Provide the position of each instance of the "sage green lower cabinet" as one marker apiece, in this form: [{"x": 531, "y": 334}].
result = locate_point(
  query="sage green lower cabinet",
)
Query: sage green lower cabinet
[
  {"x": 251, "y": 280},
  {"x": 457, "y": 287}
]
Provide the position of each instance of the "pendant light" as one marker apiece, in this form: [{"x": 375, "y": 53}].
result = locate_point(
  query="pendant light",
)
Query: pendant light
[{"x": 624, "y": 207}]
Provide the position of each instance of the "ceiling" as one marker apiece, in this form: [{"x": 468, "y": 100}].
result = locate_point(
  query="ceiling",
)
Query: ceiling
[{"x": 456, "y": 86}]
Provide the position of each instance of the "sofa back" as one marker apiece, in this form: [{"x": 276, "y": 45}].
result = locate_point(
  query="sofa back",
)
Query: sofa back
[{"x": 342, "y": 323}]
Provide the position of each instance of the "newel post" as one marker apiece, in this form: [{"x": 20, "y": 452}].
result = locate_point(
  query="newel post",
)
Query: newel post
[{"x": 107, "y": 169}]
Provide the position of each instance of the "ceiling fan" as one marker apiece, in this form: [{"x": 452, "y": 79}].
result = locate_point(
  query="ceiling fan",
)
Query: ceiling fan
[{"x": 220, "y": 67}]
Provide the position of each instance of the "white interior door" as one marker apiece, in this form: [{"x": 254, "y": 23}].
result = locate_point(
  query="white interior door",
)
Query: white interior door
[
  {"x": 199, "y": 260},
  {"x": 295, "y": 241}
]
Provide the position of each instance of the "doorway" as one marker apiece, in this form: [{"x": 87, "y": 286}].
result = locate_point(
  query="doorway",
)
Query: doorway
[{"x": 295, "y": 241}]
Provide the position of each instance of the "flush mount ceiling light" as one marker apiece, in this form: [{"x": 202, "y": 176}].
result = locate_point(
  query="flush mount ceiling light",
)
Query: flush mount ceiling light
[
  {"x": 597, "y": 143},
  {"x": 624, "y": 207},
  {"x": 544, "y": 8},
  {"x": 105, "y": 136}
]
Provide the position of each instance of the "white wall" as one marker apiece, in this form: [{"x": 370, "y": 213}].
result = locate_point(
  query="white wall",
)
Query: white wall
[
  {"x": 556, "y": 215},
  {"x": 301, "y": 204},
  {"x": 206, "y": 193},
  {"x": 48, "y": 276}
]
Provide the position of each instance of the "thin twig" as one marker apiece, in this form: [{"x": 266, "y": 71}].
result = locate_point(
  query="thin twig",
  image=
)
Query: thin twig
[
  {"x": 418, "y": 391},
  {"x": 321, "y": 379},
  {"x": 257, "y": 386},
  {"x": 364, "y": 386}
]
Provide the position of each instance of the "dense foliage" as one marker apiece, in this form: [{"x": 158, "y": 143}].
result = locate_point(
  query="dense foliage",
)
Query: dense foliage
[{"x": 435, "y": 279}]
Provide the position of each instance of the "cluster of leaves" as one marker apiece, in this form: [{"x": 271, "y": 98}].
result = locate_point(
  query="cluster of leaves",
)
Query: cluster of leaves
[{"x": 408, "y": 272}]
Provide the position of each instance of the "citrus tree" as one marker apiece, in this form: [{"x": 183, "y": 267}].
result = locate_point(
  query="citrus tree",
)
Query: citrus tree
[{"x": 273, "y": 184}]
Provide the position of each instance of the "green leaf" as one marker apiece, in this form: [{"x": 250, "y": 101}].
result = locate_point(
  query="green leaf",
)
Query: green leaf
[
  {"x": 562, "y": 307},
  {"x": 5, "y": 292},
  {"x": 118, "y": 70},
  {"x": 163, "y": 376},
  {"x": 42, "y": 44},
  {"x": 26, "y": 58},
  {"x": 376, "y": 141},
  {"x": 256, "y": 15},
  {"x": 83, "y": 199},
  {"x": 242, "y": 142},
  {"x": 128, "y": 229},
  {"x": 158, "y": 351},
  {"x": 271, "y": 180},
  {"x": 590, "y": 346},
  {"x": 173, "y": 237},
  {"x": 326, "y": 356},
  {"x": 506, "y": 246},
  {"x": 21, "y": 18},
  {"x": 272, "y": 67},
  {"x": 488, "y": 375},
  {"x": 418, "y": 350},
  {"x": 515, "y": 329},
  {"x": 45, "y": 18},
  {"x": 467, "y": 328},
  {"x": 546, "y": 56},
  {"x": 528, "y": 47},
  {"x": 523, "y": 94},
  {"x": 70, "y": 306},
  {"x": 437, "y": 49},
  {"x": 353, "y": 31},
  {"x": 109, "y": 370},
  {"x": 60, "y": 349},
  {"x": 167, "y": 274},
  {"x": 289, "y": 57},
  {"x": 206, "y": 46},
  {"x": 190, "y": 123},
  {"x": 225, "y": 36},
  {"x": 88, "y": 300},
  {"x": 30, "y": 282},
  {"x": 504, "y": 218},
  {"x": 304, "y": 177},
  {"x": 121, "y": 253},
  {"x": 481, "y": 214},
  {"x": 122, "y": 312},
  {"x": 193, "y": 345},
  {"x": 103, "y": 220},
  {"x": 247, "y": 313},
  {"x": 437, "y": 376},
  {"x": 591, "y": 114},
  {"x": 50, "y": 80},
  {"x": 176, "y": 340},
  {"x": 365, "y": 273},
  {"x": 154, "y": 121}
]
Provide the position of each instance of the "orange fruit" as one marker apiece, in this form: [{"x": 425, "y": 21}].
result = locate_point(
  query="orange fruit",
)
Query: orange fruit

========

Brief: What you should produce is an exact restatement of all the material.

Answer space:
Provide the position of each instance of the "sage green lower cabinet" as one marker apiece, in this form: [{"x": 531, "y": 334}].
result = locate_point(
  query="sage green lower cabinet",
)
Query: sage green lower cabinet
[
  {"x": 251, "y": 280},
  {"x": 457, "y": 287}
]
Provide the position of each instance of the "pendant light" as one marker apiece, in this form: [{"x": 375, "y": 53}].
result = locate_point(
  query="pendant light",
)
Query: pendant light
[{"x": 624, "y": 207}]
Provide the position of each instance of the "ceiling" as one marker apiece, in this form: [{"x": 468, "y": 100}].
result = locate_point(
  query="ceiling",
)
Query: ceiling
[{"x": 456, "y": 86}]
Provide the position of each instance of the "sofa back" as one marker apiece, in this form: [{"x": 276, "y": 45}].
result = locate_point(
  query="sofa back",
)
Query: sofa back
[{"x": 342, "y": 323}]
Provide the position of each instance of the "newel post" as one marker apiece, in this form: [{"x": 20, "y": 452}].
result = locate_point(
  query="newel post",
)
Query: newel post
[{"x": 107, "y": 169}]
Provide the position of each instance of the "ceiling fan" as one marker apiece, in this form: [{"x": 452, "y": 79}].
result = locate_point(
  query="ceiling fan",
)
Query: ceiling fan
[{"x": 220, "y": 67}]
Provide the position of each instance of the "white interior door" as one marker apiece, in this form: [{"x": 254, "y": 23}].
result = locate_point(
  query="white interior door",
)
Query: white interior door
[
  {"x": 199, "y": 260},
  {"x": 295, "y": 241}
]
Provide the position of each instance of the "doorway" as one marker apiece, in this form: [{"x": 87, "y": 286}].
result = locate_point(
  query="doorway",
)
Query: doorway
[{"x": 295, "y": 241}]
Provide the position of each instance of the "flush mount ceiling light" as one marker apiece, in this form: [{"x": 202, "y": 176}].
result = locate_point(
  query="flush mount ceiling light",
)
Query: flush mount ceiling light
[
  {"x": 597, "y": 143},
  {"x": 624, "y": 207},
  {"x": 544, "y": 8},
  {"x": 105, "y": 136}
]
Provide the position of each instance of the "white wall" as one marker apiece, in this form: [{"x": 370, "y": 213}].
result = locate_point(
  query="white wall",
)
Query: white wall
[
  {"x": 556, "y": 215},
  {"x": 301, "y": 204},
  {"x": 206, "y": 193},
  {"x": 48, "y": 276}
]
Provide the position of each instance of the "thin twig" as one marker apiece, in this form: [{"x": 266, "y": 71}].
result = locate_point(
  query="thin twig",
  image=
)
Query: thin twig
[
  {"x": 418, "y": 391},
  {"x": 321, "y": 379},
  {"x": 257, "y": 386},
  {"x": 364, "y": 386}
]
Provide the position of each instance of the "dense foliage" as one marker apiece, in this form: [{"x": 158, "y": 143}].
result = locate_point(
  query="dense foliage",
)
Query: dense foliage
[{"x": 435, "y": 279}]
Provide the position of each instance of the "cluster of leaves" as one marker apiece, in this form: [{"x": 271, "y": 98}].
result = locate_point(
  query="cluster of leaves",
)
Query: cluster of leaves
[{"x": 408, "y": 272}]
Provide the position of each instance of the "citrus tree" as one marker apiece, in this form: [{"x": 183, "y": 267}].
result = locate_point(
  query="citrus tree",
)
Query: citrus tree
[{"x": 273, "y": 184}]
Provide the position of each instance of the "green leaf" as one marker apiece, in this form: [{"x": 250, "y": 101}].
result = locate_point(
  query="green leaf",
)
Query: green leaf
[
  {"x": 562, "y": 307},
  {"x": 5, "y": 292},
  {"x": 118, "y": 70},
  {"x": 163, "y": 376},
  {"x": 42, "y": 44},
  {"x": 26, "y": 58},
  {"x": 376, "y": 141},
  {"x": 256, "y": 15},
  {"x": 83, "y": 199},
  {"x": 242, "y": 142},
  {"x": 128, "y": 229},
  {"x": 158, "y": 351},
  {"x": 271, "y": 180},
  {"x": 590, "y": 346},
  {"x": 173, "y": 237},
  {"x": 326, "y": 356},
  {"x": 506, "y": 246},
  {"x": 21, "y": 18},
  {"x": 272, "y": 67},
  {"x": 488, "y": 375},
  {"x": 418, "y": 350},
  {"x": 515, "y": 329},
  {"x": 45, "y": 18},
  {"x": 467, "y": 328},
  {"x": 546, "y": 56},
  {"x": 528, "y": 47},
  {"x": 523, "y": 94},
  {"x": 70, "y": 306},
  {"x": 437, "y": 49},
  {"x": 353, "y": 31},
  {"x": 109, "y": 370},
  {"x": 60, "y": 349},
  {"x": 167, "y": 274},
  {"x": 289, "y": 57},
  {"x": 206, "y": 46},
  {"x": 190, "y": 123},
  {"x": 225, "y": 36},
  {"x": 88, "y": 300},
  {"x": 30, "y": 282},
  {"x": 504, "y": 218},
  {"x": 304, "y": 177},
  {"x": 121, "y": 253},
  {"x": 481, "y": 214},
  {"x": 122, "y": 312},
  {"x": 193, "y": 345},
  {"x": 103, "y": 220},
  {"x": 247, "y": 313},
  {"x": 437, "y": 376},
  {"x": 591, "y": 114},
  {"x": 50, "y": 80},
  {"x": 176, "y": 340},
  {"x": 365, "y": 273},
  {"x": 154, "y": 121}
]
Provide the position of each instance of the "orange fruit" as one marker apiece, in this form: [{"x": 425, "y": 21}].
result = locate_point(
  query="orange fruit",
)
Query: orange fruit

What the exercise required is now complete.